## REQUEST
List every line of the rows that contains the word "arched", and treat case as significant.

(Records on where objects are located)
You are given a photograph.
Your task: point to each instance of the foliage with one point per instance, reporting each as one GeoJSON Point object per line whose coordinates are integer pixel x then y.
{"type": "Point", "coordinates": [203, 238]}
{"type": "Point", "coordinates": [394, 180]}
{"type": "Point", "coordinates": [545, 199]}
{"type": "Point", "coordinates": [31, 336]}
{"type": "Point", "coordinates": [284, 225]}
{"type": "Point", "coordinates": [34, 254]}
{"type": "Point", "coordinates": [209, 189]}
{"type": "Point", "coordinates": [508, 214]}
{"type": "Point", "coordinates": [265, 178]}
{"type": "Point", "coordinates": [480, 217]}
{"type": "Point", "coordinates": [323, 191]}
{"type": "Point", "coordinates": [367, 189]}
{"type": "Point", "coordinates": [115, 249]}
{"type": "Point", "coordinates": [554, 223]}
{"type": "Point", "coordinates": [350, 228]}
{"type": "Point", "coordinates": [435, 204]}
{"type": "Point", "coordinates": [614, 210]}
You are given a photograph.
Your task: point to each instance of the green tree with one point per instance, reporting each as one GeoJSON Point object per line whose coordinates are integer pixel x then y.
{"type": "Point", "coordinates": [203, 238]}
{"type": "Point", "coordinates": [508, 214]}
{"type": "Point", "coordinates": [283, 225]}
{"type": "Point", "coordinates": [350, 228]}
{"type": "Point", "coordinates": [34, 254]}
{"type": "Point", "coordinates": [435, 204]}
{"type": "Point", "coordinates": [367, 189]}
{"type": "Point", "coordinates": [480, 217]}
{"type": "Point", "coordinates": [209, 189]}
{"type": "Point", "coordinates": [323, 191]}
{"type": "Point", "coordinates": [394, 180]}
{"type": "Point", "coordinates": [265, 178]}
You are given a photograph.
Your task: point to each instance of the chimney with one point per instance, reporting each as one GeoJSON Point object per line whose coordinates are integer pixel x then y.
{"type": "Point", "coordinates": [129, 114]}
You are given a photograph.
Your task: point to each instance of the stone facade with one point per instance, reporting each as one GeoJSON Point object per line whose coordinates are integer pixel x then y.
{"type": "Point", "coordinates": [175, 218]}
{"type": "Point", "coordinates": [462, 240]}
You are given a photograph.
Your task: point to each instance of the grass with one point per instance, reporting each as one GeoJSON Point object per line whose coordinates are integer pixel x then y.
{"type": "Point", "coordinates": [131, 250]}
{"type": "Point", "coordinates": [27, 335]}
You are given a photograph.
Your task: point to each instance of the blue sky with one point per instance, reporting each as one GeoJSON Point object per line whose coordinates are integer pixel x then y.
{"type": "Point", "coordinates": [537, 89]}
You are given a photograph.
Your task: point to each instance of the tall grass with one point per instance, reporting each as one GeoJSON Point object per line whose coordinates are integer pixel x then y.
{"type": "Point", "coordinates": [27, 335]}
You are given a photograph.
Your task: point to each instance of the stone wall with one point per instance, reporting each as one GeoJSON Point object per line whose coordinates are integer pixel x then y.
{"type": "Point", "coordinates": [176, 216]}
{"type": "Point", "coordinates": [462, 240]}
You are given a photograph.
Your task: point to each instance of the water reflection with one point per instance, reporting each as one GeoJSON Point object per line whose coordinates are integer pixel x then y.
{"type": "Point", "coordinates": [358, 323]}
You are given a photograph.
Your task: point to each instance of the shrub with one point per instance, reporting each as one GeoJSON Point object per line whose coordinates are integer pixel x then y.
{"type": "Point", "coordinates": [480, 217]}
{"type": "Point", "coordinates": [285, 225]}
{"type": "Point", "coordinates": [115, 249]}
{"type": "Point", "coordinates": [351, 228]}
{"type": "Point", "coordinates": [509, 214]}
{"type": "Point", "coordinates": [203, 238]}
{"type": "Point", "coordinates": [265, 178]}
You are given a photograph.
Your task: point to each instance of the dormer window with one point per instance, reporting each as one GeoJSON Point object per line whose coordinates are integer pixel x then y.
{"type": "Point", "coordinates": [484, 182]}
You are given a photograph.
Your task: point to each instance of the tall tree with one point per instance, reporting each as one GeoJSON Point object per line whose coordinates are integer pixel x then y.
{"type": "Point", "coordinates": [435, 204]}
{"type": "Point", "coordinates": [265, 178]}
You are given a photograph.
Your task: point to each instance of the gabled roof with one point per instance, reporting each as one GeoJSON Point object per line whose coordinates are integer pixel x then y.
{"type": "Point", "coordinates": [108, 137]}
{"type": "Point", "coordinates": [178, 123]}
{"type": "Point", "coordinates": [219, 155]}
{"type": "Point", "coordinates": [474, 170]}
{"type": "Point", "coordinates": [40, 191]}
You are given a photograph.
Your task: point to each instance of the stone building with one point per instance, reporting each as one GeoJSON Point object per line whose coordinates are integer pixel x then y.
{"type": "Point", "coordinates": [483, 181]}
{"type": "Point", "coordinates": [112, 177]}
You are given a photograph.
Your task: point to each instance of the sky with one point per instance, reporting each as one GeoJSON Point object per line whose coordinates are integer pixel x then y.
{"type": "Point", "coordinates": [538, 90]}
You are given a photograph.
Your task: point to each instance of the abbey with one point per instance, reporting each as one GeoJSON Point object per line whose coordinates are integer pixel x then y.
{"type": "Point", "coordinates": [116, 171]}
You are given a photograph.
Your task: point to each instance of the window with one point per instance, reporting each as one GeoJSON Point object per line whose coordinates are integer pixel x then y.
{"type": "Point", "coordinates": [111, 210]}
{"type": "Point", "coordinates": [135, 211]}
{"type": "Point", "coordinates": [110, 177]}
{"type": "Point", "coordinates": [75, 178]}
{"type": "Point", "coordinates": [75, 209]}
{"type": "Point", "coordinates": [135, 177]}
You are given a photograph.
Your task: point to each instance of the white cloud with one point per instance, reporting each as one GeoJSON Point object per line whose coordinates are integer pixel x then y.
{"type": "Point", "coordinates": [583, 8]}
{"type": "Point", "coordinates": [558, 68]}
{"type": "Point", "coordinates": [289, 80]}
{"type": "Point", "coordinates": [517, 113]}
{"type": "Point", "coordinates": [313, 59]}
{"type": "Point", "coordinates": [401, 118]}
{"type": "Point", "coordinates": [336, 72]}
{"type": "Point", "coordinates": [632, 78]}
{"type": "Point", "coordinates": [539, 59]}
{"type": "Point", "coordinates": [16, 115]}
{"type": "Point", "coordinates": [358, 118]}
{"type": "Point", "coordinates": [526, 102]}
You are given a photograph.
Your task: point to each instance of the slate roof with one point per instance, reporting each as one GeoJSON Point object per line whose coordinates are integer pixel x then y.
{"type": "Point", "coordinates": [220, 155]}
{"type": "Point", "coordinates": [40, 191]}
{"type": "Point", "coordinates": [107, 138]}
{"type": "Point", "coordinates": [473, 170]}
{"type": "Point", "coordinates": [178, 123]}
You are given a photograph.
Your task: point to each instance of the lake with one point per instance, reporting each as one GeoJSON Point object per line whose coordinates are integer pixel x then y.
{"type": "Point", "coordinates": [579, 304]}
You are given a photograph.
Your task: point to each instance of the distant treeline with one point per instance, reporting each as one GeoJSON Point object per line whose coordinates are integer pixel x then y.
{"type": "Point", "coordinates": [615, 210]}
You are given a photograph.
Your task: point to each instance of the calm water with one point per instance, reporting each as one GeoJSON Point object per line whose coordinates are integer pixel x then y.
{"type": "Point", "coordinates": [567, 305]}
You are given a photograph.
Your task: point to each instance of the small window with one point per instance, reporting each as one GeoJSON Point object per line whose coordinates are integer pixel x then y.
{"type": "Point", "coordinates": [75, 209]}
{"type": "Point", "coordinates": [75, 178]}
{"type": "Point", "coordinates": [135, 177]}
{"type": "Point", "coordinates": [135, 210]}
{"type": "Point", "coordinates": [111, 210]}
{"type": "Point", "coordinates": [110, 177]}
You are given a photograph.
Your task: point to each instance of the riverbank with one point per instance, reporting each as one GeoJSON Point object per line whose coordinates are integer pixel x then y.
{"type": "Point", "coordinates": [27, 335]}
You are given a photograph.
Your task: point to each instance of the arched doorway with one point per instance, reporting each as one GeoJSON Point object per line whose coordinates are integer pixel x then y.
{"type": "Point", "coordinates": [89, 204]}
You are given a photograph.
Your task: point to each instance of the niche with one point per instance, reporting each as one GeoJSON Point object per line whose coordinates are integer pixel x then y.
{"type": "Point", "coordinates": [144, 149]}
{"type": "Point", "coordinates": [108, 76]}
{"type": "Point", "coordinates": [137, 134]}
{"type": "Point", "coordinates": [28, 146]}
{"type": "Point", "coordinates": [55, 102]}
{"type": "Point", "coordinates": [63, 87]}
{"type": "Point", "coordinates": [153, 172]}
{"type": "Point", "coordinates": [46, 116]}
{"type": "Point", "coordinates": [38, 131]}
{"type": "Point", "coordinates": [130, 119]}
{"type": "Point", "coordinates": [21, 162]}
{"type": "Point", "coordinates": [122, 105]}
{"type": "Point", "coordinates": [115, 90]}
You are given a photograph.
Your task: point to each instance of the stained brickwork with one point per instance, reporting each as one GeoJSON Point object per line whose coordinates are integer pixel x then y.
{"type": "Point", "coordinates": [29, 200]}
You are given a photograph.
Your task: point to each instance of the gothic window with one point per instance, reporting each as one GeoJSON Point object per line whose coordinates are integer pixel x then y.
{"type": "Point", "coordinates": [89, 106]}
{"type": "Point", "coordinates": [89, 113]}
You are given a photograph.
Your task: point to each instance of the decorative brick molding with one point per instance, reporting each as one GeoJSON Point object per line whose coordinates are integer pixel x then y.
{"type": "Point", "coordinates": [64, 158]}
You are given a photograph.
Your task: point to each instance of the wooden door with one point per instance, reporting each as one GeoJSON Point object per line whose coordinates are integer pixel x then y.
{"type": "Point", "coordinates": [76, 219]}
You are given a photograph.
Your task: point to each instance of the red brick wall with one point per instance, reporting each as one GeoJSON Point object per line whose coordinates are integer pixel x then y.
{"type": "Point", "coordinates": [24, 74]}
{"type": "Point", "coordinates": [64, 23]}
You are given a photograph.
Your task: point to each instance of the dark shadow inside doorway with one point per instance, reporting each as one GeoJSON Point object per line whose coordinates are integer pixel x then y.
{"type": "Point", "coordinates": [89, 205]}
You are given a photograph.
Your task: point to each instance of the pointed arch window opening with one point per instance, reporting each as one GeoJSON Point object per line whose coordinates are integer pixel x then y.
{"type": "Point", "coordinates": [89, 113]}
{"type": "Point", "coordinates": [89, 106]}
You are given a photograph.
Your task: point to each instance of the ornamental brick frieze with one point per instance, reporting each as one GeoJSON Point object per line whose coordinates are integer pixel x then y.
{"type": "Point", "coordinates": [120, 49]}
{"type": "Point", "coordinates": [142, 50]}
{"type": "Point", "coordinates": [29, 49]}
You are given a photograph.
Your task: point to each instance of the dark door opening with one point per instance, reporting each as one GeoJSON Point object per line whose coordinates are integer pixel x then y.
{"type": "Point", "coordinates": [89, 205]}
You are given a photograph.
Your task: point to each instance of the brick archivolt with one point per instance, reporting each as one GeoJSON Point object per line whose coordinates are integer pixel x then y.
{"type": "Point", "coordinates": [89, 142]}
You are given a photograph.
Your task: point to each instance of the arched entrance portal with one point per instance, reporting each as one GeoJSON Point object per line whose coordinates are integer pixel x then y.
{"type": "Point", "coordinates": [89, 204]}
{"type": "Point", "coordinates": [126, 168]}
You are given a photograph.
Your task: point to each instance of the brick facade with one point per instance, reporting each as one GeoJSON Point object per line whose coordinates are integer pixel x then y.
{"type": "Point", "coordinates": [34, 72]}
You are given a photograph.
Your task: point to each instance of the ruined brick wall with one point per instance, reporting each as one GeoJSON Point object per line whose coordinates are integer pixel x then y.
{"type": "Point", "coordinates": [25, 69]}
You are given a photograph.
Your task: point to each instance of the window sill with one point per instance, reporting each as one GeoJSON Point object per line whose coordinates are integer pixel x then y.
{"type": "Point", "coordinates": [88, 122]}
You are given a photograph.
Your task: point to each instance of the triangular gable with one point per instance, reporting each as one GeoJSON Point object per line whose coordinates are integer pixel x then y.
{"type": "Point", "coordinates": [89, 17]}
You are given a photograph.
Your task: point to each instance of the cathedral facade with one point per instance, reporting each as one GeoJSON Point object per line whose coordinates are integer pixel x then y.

## TASK OUTPUT
Your task: point to each instance of the arched doorway with one point per instance, reporting each as one GeoJSON Point object per line whose coordinates are integer pixel x then y.
Your task: point to each instance of the arched entrance portal with one point per instance, reporting each as one GeoJSON Point object per line whose coordinates are integer pixel x then y.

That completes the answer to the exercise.